- Aim:
Update every one of the records below by changing "be located" to "be found" wherever it occurs, and give the lines again with everything else left as it is.

- Rows:
——

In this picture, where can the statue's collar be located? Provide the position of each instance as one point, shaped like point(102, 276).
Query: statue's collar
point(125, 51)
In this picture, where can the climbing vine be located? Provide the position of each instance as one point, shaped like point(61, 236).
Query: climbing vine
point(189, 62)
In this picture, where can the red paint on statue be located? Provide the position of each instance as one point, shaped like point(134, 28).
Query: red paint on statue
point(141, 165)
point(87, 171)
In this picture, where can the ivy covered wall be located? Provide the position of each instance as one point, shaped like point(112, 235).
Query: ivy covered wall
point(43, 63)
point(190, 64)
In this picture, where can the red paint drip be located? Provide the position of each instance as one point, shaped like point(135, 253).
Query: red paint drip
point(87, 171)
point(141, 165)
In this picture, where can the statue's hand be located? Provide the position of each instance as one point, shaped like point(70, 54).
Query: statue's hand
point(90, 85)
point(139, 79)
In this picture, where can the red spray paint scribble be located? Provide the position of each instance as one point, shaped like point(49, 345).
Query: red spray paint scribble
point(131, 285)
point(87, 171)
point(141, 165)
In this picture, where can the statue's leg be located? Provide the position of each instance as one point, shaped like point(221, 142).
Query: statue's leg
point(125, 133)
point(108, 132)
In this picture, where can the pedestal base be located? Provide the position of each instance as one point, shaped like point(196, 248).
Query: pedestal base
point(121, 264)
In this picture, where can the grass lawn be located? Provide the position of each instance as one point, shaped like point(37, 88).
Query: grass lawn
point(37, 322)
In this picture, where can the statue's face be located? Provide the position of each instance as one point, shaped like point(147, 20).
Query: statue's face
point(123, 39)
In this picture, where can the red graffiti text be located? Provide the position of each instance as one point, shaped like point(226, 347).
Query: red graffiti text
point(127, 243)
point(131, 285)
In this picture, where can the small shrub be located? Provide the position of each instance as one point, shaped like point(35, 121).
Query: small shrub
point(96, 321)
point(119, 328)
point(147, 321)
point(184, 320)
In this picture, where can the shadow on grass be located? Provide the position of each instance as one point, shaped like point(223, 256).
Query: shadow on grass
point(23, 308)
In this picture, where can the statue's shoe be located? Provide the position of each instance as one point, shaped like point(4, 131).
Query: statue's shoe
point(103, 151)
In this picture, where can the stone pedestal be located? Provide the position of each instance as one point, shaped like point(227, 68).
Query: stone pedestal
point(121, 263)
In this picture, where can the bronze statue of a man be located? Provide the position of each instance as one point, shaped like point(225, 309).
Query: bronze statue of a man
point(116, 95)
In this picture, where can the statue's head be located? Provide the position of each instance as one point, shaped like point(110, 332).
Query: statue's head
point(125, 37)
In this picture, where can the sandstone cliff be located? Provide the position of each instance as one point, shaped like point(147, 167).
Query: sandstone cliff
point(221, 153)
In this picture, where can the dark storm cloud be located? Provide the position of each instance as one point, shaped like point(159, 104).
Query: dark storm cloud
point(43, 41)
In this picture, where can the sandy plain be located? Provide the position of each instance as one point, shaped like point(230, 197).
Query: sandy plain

——

- Expected answer:
In this picture, where can the statue's collar be found? Provide the position of each instance as one point, shaped like point(102, 276).
Query: statue's collar
point(125, 51)
In this picture, where can the climbing vine be found? Provide the position of each instance as one point, shaped like point(61, 236).
Query: climbing vine
point(189, 62)
In this picture, where can the red paint on statue be found? Provide the position of each instance as one point, shaped like point(134, 28).
Query: red paint on statue
point(141, 165)
point(87, 171)
In this picture, where can the ivy covered wall be found? Provide the position of each instance as one point, shaped like point(112, 235).
Query: ivy covered wall
point(43, 63)
point(190, 64)
In this picture, where can the red paint drip be found? Provide the position of each instance as one point, shaped like point(135, 253).
Query: red paint drip
point(87, 171)
point(141, 165)
In this picture, where can the statue's hand be found? Provide the position of each instance as one point, shaped like point(70, 54).
Query: statue's hand
point(90, 85)
point(139, 79)
In this picture, where can the red spray paint scribble be found? Provide the position of each instance as one point, shaped like point(49, 345).
Query: red spray paint scribble
point(131, 285)
point(87, 171)
point(141, 165)
In this picture, where can the statue's leg be found? Provide the position of each instance as one point, shaped like point(221, 142).
Query: statue's leg
point(125, 133)
point(108, 132)
In this picture, where can the pedestal base be found? Provide the position of each instance as one point, shaped like point(196, 248).
Query: pedestal base
point(121, 264)
In this picture, where can the grass lawn be found? Provide the position of each instance as one point, shaped like point(37, 88).
Query: grass lawn
point(37, 322)
In this picture, where can the statue's face be found? Provide the position of each instance as one point, shaped like point(147, 20).
Query: statue's face
point(123, 39)
In this picture, where can the red graffiti text be found? Provide the position of each instance as one point, shaped like point(226, 347).
Query: red graffiti text
point(127, 243)
point(131, 285)
In this picture, where can the small shrub be found? Provide the position of each instance as one point, shaped like point(35, 121).
Query: small shrub
point(96, 321)
point(119, 328)
point(147, 321)
point(184, 320)
In this picture, where can the shadow on grass be found? Provide the position of each instance as one point, shaped like point(223, 256).
Query: shadow on grass
point(23, 308)
In this picture, where can the statue's shoe be found? Provide the position of each instance as one point, shaped like point(4, 131).
Query: statue's shoe
point(103, 151)
In this picture, where can the stone pedestal be found? Provide the position of each instance as one point, shaped like point(227, 68).
Query: stone pedestal
point(121, 263)
In this picture, where can the bronze statue of a man be found? Provide the position of each instance as one point, shaped like point(225, 309).
Query: bronze statue of a man
point(116, 95)
In this picture, where can the statue's head be found? Provide the position of each instance as one point, shaped like point(110, 332).
Query: statue's head
point(125, 37)
In this picture, where can the sandstone cliff be found? Provide the position of each instance as one point, shaped like point(147, 167).
Query: sandstone cliff
point(221, 153)
In this picture, where can the dark storm cloud be found? Provide the position of each instance as one point, shaped like point(159, 104).
Query: dark storm cloud
point(43, 41)
In this picture, where can the sandy plain be found? Provide the position of each instance as one point, shaped like point(230, 197).
Query: sandy plain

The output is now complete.